▸ Page extract
In December 2007, the Mobile Register reported that supporters of the school raised $10.3 million to renovate the campus and add a new science building and student center. The science facility was opened in 2009, giving every science teacher their own classroom and lab space. The student center is a two-story building fronting Lafayette Street and includes a cafeteria, chapel, and student plaza. It was completed in 2016.

==Sports and traditions==
McGill-Toolen's school colors are orange and black, and the mascot is a yellowjacket. In 2006, the McGill–Toolen varsity football team won the 6A Region 1 title, their first region title in 20 years by defeating its long-time rival Murphy High School. In October 2007, the school announced the construction of a football stadium at the Archbishop Lipscomb Sports Complex. The stadium was completed in time for the 2008 season, moving McGill from Ladd–Peebles Stadium. For the 2020 season, McGill-Toolen dropped drown to a 6A team.

In 2015, the McGill–Toolen Football Team became the Alabama 7A State Champions.

In 2016, the McGill–Toolen Men's Basketball Team became the Alabama 7A State Champions.

In 2019, the McGill-Toolen Baseball Team became the Alabama 7A State Champions.

In 2023, the McGill-Toolen Volleyball Team won back to back State Championships. The "Dirty Dozen" has earned a total of 23 state championships.

In 2024, the McGill-Toolen Volleyball Team "three-peated" and won back to back to back Class 6A State Championships. The "Dirty Dozen" has earned a total of 24 state championships as of now.

===McT Band===
Established in 1896, The McGill-Toolen High School Band is one of Alabama's oldest musical organizations. The band performs at football games, marching festivals, school pep rallies, assemblies, Mass, parades, and concert festivals, and performs several concerts throughout the school year. Making up the band program at McGill is the Marching Band, Concert Band, Jazz Ensemble, Percussion Ensemble, Color Guard, and Winter Guard.

In 2009, the band moved into their new band hall. The band room was dedicated to and named after the longtime director of the Prep Band Program Charles "Buddy" Porter.

▸ Information given
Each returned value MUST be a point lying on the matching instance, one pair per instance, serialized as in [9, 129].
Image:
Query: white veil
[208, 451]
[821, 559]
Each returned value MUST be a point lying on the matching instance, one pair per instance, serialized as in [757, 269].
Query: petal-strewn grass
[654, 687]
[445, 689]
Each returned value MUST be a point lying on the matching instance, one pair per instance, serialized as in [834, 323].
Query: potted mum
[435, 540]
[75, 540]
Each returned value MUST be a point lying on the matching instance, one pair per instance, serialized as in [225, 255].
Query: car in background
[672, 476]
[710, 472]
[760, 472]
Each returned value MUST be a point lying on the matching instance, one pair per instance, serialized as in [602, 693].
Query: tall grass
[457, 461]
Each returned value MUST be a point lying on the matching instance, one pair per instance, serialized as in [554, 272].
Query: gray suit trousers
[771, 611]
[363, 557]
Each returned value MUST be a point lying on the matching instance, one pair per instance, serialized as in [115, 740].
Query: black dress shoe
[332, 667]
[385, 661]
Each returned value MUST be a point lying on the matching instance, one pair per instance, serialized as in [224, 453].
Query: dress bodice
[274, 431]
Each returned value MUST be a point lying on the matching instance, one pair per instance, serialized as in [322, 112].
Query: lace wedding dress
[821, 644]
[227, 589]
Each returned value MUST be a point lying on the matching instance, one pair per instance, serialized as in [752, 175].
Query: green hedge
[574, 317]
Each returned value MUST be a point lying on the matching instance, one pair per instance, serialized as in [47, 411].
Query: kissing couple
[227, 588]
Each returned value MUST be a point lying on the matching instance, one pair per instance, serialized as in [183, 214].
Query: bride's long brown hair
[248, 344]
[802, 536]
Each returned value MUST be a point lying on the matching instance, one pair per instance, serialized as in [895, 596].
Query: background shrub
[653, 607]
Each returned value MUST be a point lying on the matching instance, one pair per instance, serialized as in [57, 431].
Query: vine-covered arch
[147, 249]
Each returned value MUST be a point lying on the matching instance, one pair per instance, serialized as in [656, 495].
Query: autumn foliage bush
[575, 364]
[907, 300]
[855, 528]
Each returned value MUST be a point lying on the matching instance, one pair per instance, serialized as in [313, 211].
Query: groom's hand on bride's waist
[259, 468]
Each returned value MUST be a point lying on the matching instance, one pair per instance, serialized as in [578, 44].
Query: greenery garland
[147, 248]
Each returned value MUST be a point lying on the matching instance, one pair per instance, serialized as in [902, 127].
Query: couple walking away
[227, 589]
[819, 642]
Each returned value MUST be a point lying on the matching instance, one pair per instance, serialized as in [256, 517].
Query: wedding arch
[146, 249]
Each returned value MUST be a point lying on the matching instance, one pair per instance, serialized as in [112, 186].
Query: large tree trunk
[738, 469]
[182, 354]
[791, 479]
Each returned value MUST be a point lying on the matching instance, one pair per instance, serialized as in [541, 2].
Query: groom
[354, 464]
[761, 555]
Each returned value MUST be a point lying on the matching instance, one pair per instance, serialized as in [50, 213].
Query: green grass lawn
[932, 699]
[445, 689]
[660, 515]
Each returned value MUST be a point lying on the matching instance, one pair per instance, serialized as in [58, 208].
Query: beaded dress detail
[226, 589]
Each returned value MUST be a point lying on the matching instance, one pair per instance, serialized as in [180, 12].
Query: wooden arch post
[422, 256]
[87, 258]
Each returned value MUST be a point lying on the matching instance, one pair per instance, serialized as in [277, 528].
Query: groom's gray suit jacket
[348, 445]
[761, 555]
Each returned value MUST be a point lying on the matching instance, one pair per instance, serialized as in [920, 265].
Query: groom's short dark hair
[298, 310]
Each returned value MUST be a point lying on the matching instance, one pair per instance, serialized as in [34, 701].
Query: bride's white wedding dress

▸ Questions
a: List the groups that the McGill-Toolen extract says make up the band program at the school.
b: Please carry on the McGill-Toolen extract, picking up after its last sentence about the band hall.

▸ Activity answers
a: Marching Band, Concert Band, Jazz Ensemble, Percussion Ensemble, Color Guard, Winter Guard

b:
The band is under the direction of Sean C. Noah. The McT Band has earned consistent Superior ratings in marching competitions and Superior with Distinction at Alabama Music Performance Assessment. The band has also traveled and performed in Mexico, Italy, Chicago, and Ireland.

On April 23, 2016, the McGill–Toolen Catholic High School Band traveled to New York City and made their Carnegie Hall premier.

In April 2024, the McGill–Toolen Catholic High School Band traveled and performed in Rome, Italy

On March 29, 2025 the McGill-Toolen Catholic High School Winter Guard won their first Silver Medal at GCGPC Championships.

==Notable alumni==

- Jakorian Bennett, NFL cornerback for the Las Vegas Raiders
- Frank Bolling, Former MLB player (Detroit Tigers, Milwaukee Braves)
- Milt Bolling, Former MLB player (Boston Red Sox, Washington Senators, Detroit Tigers)
- Jimmy Buffett, singer and songwriter
- Jerry Burch, former professional football tight end for the Oakland Raiders
- Sonny Callahan, U.S. Representative for the 1st District of Alabama (1985-2003)
- Connie Simpson, celebrity nanny
- Quincy Davis (2002), naturalised citizen of Taiwan and Chinese Taipei men's national basketball team member
- Jeremiah Denton, Jr., retired U.S. Navy Admiral, U.S. Senator, and Vietnam P.O.W.
- Bill Dooley, former Head Football Coach, Virginia Tech and Wake Forest
- Vince Dooley, former Head Football Coach, University of Georgia, (1964-1988), Athletic Director (1979-2004)
- D.J. Fluker, NFL guard for the Seattle Seahawks
- Eric Garror, NFL defensive back for the Tennessee Titans
- Oscar Hugh Lipscomb, Roman Catholic Archbishop of Mobile (1980-2008)
- Dan Lord, lead singer and songwriter of the band Pain
- Jonathan Mangum, comedian and actor, announcer on Let's Make a Deal
- Jim Marshall, U.S. Representative for the 3rd District of Georgia (2003-2011)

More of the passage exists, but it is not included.